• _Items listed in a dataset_

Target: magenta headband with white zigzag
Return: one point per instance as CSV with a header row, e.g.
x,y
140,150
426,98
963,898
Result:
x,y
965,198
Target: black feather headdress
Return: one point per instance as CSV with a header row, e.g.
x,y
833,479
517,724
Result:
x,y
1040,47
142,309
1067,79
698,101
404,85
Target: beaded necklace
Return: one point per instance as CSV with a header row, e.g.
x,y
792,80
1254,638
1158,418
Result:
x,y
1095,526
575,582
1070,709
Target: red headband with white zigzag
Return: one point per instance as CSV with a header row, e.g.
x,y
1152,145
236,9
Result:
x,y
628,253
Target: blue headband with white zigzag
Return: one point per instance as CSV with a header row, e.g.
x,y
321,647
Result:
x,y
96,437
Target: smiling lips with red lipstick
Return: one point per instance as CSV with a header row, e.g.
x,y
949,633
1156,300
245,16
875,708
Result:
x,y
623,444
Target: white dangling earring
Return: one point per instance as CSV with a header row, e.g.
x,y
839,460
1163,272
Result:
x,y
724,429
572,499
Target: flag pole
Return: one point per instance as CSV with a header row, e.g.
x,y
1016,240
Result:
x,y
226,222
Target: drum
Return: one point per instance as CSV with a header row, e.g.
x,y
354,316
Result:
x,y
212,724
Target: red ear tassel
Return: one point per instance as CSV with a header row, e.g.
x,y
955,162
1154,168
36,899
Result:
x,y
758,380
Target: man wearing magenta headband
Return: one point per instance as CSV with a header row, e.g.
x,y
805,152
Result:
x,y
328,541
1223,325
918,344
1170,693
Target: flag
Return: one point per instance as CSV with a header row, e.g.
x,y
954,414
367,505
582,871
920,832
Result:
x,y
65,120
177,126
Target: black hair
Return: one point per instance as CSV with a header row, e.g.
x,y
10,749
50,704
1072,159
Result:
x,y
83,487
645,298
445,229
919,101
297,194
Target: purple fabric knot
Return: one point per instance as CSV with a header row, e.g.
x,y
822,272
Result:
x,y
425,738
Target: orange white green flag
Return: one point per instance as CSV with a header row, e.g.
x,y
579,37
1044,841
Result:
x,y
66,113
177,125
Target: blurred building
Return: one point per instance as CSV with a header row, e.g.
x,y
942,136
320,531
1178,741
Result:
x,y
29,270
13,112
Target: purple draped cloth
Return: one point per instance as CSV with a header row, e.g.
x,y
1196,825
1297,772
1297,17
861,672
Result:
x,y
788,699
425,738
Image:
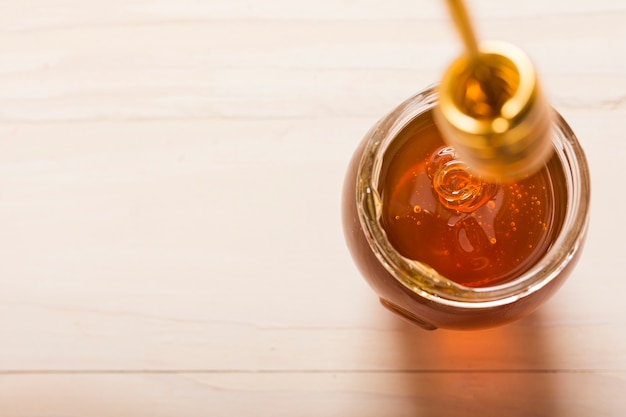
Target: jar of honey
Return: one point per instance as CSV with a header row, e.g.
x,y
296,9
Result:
x,y
444,248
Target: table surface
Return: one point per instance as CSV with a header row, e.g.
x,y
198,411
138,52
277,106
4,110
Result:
x,y
170,212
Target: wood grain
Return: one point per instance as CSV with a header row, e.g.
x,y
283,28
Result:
x,y
170,178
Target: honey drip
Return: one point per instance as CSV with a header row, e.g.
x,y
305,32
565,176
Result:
x,y
473,232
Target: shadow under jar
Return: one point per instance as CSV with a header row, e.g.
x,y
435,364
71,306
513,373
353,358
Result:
x,y
444,249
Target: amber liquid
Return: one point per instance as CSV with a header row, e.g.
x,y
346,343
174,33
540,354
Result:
x,y
475,233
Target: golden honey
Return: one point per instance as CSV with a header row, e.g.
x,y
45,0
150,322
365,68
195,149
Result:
x,y
473,232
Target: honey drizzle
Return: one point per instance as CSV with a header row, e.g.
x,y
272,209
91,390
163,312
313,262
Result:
x,y
472,232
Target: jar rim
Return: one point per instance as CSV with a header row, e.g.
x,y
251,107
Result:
x,y
425,281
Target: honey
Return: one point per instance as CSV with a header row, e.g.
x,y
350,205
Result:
x,y
473,232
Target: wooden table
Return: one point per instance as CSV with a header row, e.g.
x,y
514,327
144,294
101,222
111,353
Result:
x,y
170,235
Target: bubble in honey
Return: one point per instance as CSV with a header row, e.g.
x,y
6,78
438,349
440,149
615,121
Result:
x,y
432,196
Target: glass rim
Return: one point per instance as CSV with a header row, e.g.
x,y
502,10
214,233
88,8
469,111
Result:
x,y
425,281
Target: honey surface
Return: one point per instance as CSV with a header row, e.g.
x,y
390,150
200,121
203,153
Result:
x,y
474,233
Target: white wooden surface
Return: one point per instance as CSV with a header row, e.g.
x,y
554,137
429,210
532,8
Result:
x,y
170,242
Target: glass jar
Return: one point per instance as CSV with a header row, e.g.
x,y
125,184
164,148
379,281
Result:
x,y
417,292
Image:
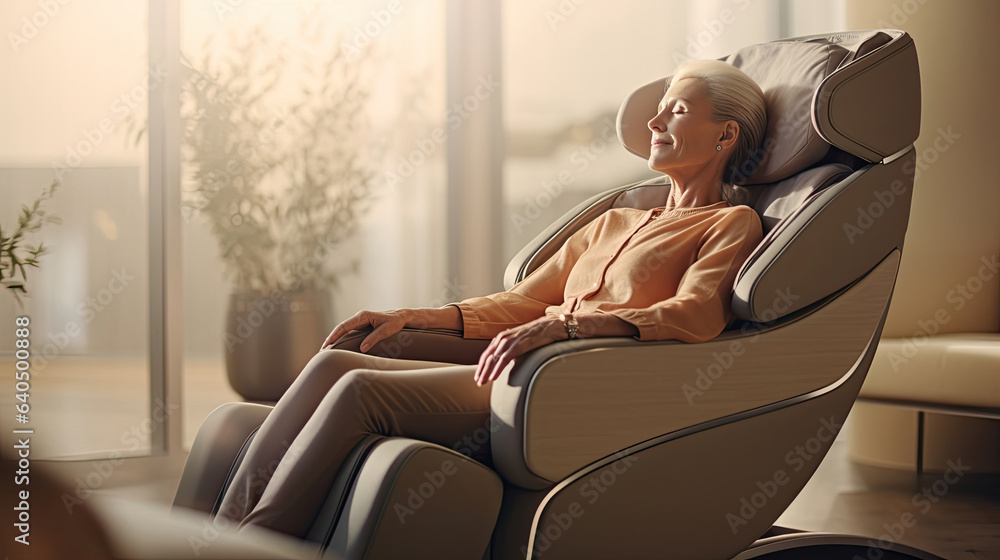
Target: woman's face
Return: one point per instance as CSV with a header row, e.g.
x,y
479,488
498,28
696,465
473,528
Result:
x,y
684,137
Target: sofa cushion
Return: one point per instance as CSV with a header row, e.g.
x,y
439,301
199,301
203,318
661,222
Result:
x,y
951,369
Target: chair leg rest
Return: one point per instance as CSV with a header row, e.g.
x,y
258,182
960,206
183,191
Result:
x,y
413,499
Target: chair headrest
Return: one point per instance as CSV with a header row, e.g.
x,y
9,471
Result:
x,y
792,74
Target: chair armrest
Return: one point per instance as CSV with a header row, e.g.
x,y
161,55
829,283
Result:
x,y
571,403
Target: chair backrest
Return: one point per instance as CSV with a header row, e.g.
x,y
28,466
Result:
x,y
838,105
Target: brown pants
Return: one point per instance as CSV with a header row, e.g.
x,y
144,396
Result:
x,y
338,399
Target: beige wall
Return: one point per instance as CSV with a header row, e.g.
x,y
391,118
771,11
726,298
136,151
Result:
x,y
955,217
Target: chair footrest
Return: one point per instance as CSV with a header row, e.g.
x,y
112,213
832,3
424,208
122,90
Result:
x,y
414,499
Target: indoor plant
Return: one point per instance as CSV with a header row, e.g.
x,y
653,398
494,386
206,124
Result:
x,y
15,253
276,164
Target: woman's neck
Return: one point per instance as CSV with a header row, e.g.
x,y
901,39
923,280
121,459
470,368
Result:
x,y
693,194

• _What needs to be done_
Copy every line above word for word and exclude the pictures.

• _Exercise answer_
Target: magenta headband with white zigzag
Return: one point per instance as CSV with a header row, e.g.
x,y
140,150
426,98
963,898
Result:
x,y
965,198
Target: black feather headdress
Return: one point per instance as CSV with a header row, e.g.
x,y
833,479
517,724
Result:
x,y
1040,47
142,309
1067,79
698,101
404,85
Target: beaded necklace
Return: one point per instance as CSV with a header row, e.g.
x,y
792,80
1254,638
1158,418
Result:
x,y
1095,526
575,582
1070,709
Target: red headband with white zigzag
Return: one point per instance as CSV with a header row, e.g.
x,y
1152,145
236,9
Result:
x,y
628,253
Target: blue headband with white zigzag
Return: one point per instance as CSV with a header row, e.g.
x,y
321,647
Result:
x,y
96,437
Target: smiling lips with red lipstick
Return: one point per instance as CSV with a header row, e.g.
x,y
949,633
1156,300
245,16
875,708
Result:
x,y
623,444
Target: white dangling earring
Return: one point per instance as CSV with a header row, e.g.
x,y
839,460
1163,272
Result:
x,y
724,429
572,499
Target: flag pole
Return: one point per instance as CSV with a header row, e.g.
x,y
1016,240
Result:
x,y
226,222
Target: drum
Return: one point per instance as CSV with a header row, e.g.
x,y
354,316
Result:
x,y
212,724
Target: red ear tassel
Return: one point per instance as CSV with a header row, e.g.
x,y
955,162
1154,168
36,899
Result:
x,y
758,380
Target: man wearing magenta headband
Return: one point per instance as CSV with a header row, e.g.
x,y
805,152
Result:
x,y
328,541
1223,325
918,344
1170,693
Target: flag
Return: one point per instance as CSV with a header row, e.g.
x,y
954,414
367,505
582,871
920,832
Result:
x,y
65,120
177,126
Target: black hair
Return: one point per instance as CSV with a header row, e.g.
x,y
10,749
50,704
1072,159
Result:
x,y
83,487
645,298
445,229
919,101
297,194
Target: purple fabric knot
Return: one point per instance as CSV with a header row, e.g.
x,y
822,272
Result:
x,y
425,738
Target: orange white green flag
Return: one point per instance as CSV with a header row, e.g.
x,y
579,37
1044,841
Result:
x,y
66,113
177,125
Target: blurred building
Return: one point per instance as CSV with a header row, e.g.
x,y
942,136
320,531
1178,741
Result:
x,y
29,270
13,112
Target: purple draped cloth
Return: one point per instance as CSV with a header row, e.g.
x,y
1196,825
1297,772
1297,17
861,672
Result:
x,y
788,699
425,738
Image:
Target: jar of honey
Return: one point per instance as CSV with a header row, e.g.
x,y
296,9
Result:
x,y
444,248
Target: table surface
Return: one point per instance as CSV with a header row, e.g.
x,y
198,411
138,52
277,106
4,110
Result:
x,y
170,212
Target: wood grain
Return: one point per instance as CSV with a header row, e.g.
x,y
283,28
Result:
x,y
170,178
Target: honey drip
Return: one point per instance as CSV with a header row, e.g.
x,y
305,32
565,176
Result:
x,y
473,232
Target: shadow under jar
Return: one point per instance as CSV with a header row, e.g.
x,y
435,364
71,306
513,373
353,358
Result:
x,y
444,249
Target: amber liquid
Return: one point per instance as CSV with a header row, e.g.
x,y
346,343
174,33
540,354
Result:
x,y
475,233
Target: golden honey
Return: one point per instance as CSV with a header row, e.g.
x,y
45,0
150,322
365,68
195,149
Result:
x,y
473,232
Target: honey drizzle
Return: one point per instance as CSV with a header row, e.g.
x,y
272,209
91,390
163,312
313,262
Result:
x,y
472,232
Target: jar rim
Return: one point per instance as CSV with a header row, e.g.
x,y
251,107
Result:
x,y
425,281
Target: honey
Return: one point per instance as CSV with a header row, e.g.
x,y
350,205
Result:
x,y
473,232
Target: wooden table
Return: one point per instance as CSV with a header row, e.g.
x,y
514,327
144,294
101,222
111,353
Result:
x,y
170,235
Target: bubble in honey
Return: one point per instance as CSV with a header row, e.g.
x,y
6,78
438,349
440,149
615,121
Result:
x,y
432,196
Target: glass rim
Return: one point per instance as CSV with a header row, e.g.
x,y
502,10
214,233
88,8
469,111
Result:
x,y
425,281
Target: honey surface
Return: one point per instance as CSV with a header row, e.g.
x,y
390,150
200,121
203,153
Result:
x,y
474,233
Target: white wooden surface
Return: one point per instance as CSV with a header row, e.g.
x,y
554,137
429,210
532,8
Result:
x,y
170,242
Target: glass jar
Return: one point per instance as CSV with a header row, e.g.
x,y
125,184
164,148
379,281
Result:
x,y
417,292
Image:
Target: woman's face
Return: one point per instance as CSV with a header row, e.g.
x,y
479,488
498,28
696,465
473,528
Result:
x,y
684,137
Target: sofa cushion
Return: one point per instance as CSV with a header row, e.g.
x,y
439,301
199,301
203,318
661,222
Result:
x,y
951,369
Target: chair leg rest
Return: one point per instance as CSV with a header row, e.g.
x,y
258,182
960,206
183,191
Result:
x,y
413,499
Target: chair headrest
Return: one point per instance as CSV with a header row, e.g.
x,y
9,471
Result:
x,y
792,74
Target: chair armrest
Return: one point per instance as CSV with a header row, e.g.
x,y
161,55
829,283
Result:
x,y
571,403
Target: chair backrest
Return: one point per instance as CSV with a header row, e.g.
x,y
28,466
Result:
x,y
838,105
Target: brown pants
Return: one point per instance as CSV with a header row, e.g.
x,y
144,396
Result:
x,y
338,399
Target: beige wall
Return: one point per instance as CSV with a header row, e.g.
x,y
391,118
771,11
726,298
136,151
Result:
x,y
955,217
Target: chair footrest
Return: one point per instance as CSV with a header row, e.g.
x,y
112,213
832,3
424,208
122,90
Result:
x,y
414,499
Target: indoor plant
Return: one point per instance as CSV with a header row, e.g.
x,y
653,398
494,386
206,124
Result:
x,y
15,253
276,164
Target: woman's neck
Return: one point per instance as CSV with a header row, e.g.
x,y
901,39
923,280
121,459
470,368
Result:
x,y
693,194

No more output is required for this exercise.